Virtual router IP address

VRRP does not use virtual IP addresses. Thus, there is no virtual IP address associated with a virtual
router. Instead, you associate the virtual router with one or more real interface IP addresses configured
on the router that owns the real IP addresses. In

VRRP overview

on page 586, the virtual router with

VRID1 is associated with real IP address 192.53.5.1, which is configured on interface e1/6 on Switch 1.
VRIDs are interface-level parameters, not system-level parameters, so the IP address you associate
with the VRID must already be a real IP address configured on the Owner interface.

NOTE
You can associate a virtual router with a virtual interface. A virtual interface is a named set of physical
interfaces.

When you configure the Backup router for the VRID, specify the same IP address as the one you
specify on the Owner. This is the IP address used by the host as its default gateway. The IP address
cannot also exist on the Backup router. The interface on which you configure the VRID on the Backup
router must have an IP address in the same subnet.

NOTE
If you delete a real IP address used by a VRRP entry, the VRRP entry also is deleted automatically.

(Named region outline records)

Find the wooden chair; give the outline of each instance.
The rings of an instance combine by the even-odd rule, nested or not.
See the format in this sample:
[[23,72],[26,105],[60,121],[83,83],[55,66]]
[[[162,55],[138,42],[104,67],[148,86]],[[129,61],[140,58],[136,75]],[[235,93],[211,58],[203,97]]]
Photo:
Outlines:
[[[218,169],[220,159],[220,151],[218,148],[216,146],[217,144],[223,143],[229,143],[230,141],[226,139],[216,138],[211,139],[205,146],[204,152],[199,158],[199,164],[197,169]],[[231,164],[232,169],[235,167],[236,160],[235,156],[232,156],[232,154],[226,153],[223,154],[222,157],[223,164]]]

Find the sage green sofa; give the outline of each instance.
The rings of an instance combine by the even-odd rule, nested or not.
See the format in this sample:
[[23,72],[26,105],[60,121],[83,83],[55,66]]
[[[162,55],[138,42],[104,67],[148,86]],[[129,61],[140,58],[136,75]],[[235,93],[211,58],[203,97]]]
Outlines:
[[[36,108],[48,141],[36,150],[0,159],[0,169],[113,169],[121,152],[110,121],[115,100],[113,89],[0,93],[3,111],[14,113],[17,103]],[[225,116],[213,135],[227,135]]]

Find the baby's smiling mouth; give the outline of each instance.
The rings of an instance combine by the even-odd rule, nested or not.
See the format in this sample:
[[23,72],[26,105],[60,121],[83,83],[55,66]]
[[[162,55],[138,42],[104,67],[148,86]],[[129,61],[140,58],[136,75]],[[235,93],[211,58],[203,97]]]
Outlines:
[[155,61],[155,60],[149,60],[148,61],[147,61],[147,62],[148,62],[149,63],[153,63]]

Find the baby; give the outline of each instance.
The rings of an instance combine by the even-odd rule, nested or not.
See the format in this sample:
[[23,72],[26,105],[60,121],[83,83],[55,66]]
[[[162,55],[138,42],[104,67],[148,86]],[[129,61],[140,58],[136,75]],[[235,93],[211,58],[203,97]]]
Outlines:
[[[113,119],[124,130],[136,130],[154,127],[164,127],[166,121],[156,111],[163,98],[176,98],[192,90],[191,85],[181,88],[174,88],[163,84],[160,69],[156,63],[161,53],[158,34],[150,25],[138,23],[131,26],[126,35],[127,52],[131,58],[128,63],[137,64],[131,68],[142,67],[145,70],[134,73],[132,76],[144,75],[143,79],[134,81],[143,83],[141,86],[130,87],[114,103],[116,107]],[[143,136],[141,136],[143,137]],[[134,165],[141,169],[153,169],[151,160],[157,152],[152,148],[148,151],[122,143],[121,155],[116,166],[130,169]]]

_CHALLENGES_
A) Reproduce everything in the passage on virtual router IP addresses from "on page 586, the" down to "the Owner interface.".
B) According to the passage on virtual router IP addresses, what happens to a VRRP entry when a real IP address it uses is deleted?

_TASK-BY-TASK RESULTS_
A)
on page 586, the virtual router with

VRID1 is associated with real IP address 192.53.5.1, which is configured on interface e1/6 on Switch 1.
VRIDs are interface-level parameters, not system-level parameters, so the IP address you associate
with the VRID must already be a real IP address configured on the Owner interface.

B) The VRRP entry is also deleted automatically.